» **Compiti da svolgere**
A. Rispondi a queste domande sul testo sul Cane Corso:
(i) In quale località e in quali giorni si è svolto il convegno?
(ii) Quali compiti ha svolto il Cane Corso, secondo il testo?
(iii) Chi ha elaborato la classificazione del cane molossoide, e quando?
B. In base al testo sul Cane Corso, spiega in poche frasi perché è così difficile ricostruire come i caratteri di questo cane siano cambiati nel tempo.
C. Prosegui il testo sul Cane Corso a partire dall'ultima frase riportata.

» **Estratto della pagina**
++++
Tratto dal 1° Convegno Nazionale
CIVITELLA ALFEDENA – 16/17 Giugno 1990
Difficoltà di definizione delle sue attuali attitudini
Mario Perricone
Presidente det Comitato Giudici dell’ENCI
La definizione del profilo caratteriale di una razza canina pura, la descrizione delle sue attitudini. il rilevamento del suo bagaglio culturale non è mai né semplice né agevole giacché l’analisi dei suoi comportamenti deve avere per base lo studio della sua evoluzione sia morfologica che caratteriale attraverso la valutazione della pressione selettiva, tanto ambientale quanto umana, alla quale è stata sottoposta.
Le difficoltà aumentano a dismisura se è oggetto dello studio, non una razza pura ben definita, ma un cane che, pur con alle spalle una storia secolare, non riesce a dirci oggi, né con il suo aspetto né con le sue attitudini quali sono state le linee evolutive attraverso le quali è giunto sino a noi.
Purtroppo la cinologia, citò lo studio del cane sul piano scientifico e culturale, non ha in Italia, a differenza, ad esempio, della Gran Bretagna e della Francia, antiche tradizioni, cui del Cane Còrso non abbiamo che testimonianze antiche, ma saltuarie. Sappiamo che è stato un mandriano, un cacciatore, un guardiano, talvolta un difensore; sappiamo ancora che ha avuto i caratteri del cane molossoide ma la sua iconografia è rarissima, con la conseguenza che ci riesce oltremodo difficoltoso determinare la trasformazione nel tempo di questi caratteri ed il loro adattamento ad impieghi a volta antitetici.
Quali sono i caratteri fondamentali di un cane molossoide? Secondo la felice ed ormai unanimamente accettata classificazione elaborata, alla fine del secolo scorso, dal francese Pierre Mégnin, il molossoide ha la testa massiccia, rotondeggiante o a cubo, muso piuttosto corto con facce laterali parallele, labbra spesse e con voluta abbondante, stop marcato, assi cranio facciali paralleli o convergenti, collo taurino o quasi, tronco massiccio con diametri trasversali importanti rispetto a quelli longitudinali, arti a volta con avambraccio corto in rapporto all’altezza al garrese, angolazioni moderate, tegumento spesso, ricco cioè di tessuto connettivo.
++++
» **Dati registrati**
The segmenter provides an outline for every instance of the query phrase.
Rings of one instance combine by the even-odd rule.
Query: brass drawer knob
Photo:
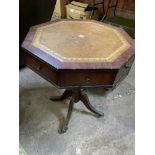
++++
» **Risposte per numero**
A.
(i) A Civitella Alfedena, il 16 e 17 giugno 1990.
(ii) È stato mandriano, cacciatore, guardiano e talvolta difensore.
(iii) Il francese Pierre Mégnin, alla fine del secolo scorso.

B. Del Cane Corso restano solo testimonianze antiche ma saltuarie, e le immagini che lo ritraggono sono rarissime. Per questo è molto difficile stabilire come i suoi caratteri si siano trasformati nel tempo e come si siano adattati a impieghi a volte opposti tra loro.

C.
Hanno i caratteri del cane molossoide un gran numero di razze con sviluppo corporeo molto differenziato e con comportamenti tanto diversi che, in alcuni casi, appaiono, da una razza all’altra, assolutamente contrastanti fra di loro. Infatti la numerosa famiglia dei molossoidi annovera cani giganteschi come i cani da montagna dal ricco mantello, il Pirenëo, il Leonberger, il Pastore del Caucaso, il Tibetan mastiff, con attitudini alla guardia; il San Bernardo ed il Terranova, impiegati rispettivamente nel soccorso nelle valli alpine ed in mare. Altri, meno giganteschi ma pur grandi ed a pelo raso, come il Mastiff, il Bullmastiff, il Dogue di Bordeaux, il Mastino napoletano, sono anch’essi da guardia. Quelli di media taglia, sempre a pelo raso, il Boxer, il Rottweiler, sono invece da difesa. I terrier cosiddetti di tipo bull, quasi di media taglia, ad esempio gli Staffordshire sia inglese che americano, il Bullterrier, discendenti da antichi cani da combattimento, sono da considerare oggi esclusivamente da compagnia, come del resto lo sono i più minuti molossoidi, il Bulldog francese e l’inglese Carlino.
Due biologi americani, molto noti del resto in terra d’ Abruzzo per avere analizzato il pastore o mastino abruzzese, Raymond e Lorna Coppinger, hanno formulato una interessantissima teoria sulla evoluzione comportamentale del cane puro, che io mi sento di sottoscrivere in pieno giacché i loro studi hanno avvalorato i rilievi da me fatti nel corso dell’analisi caratteriale differenziata della varie razze canine. Nell’ambito di un progetto inteso a dotare le aziende di ovinicultura statunitensi di cani antagonisti dei predatori selvatici che ogni anno sono responsabili di un danno di cinquanta milioni di dollari ai greggi americani, i Coppinger sono giunti alla conclusione che il comportamento è determinato e condizionato dalla struttura fisica.
I geni, aggiungono, non controllano direttamente, ma indirettamente, il comportamento, del quale è invece responsabile la forma anatomica ereditata da una generazione all’altra e, quindi, sotto il controllo genetico. In sostanza, attraverso la conservazione di ben determinate forme anatomiche, si tutelano anche i comportamenti che, cosi, acquistano, anche loro, una base genetica. Questa base, (la storia delle varie razze nelle quali è suddivisa la specie canina lo conferma), questa base, dicevo, è oggetto di studio da parte dei biologi e di selezione, almeno sul piano intuitivo, da parte degli allevatori, da lunghissimo tempo ancor prima che nel secolo scorso si definissero le caratteristiche delle principali razze.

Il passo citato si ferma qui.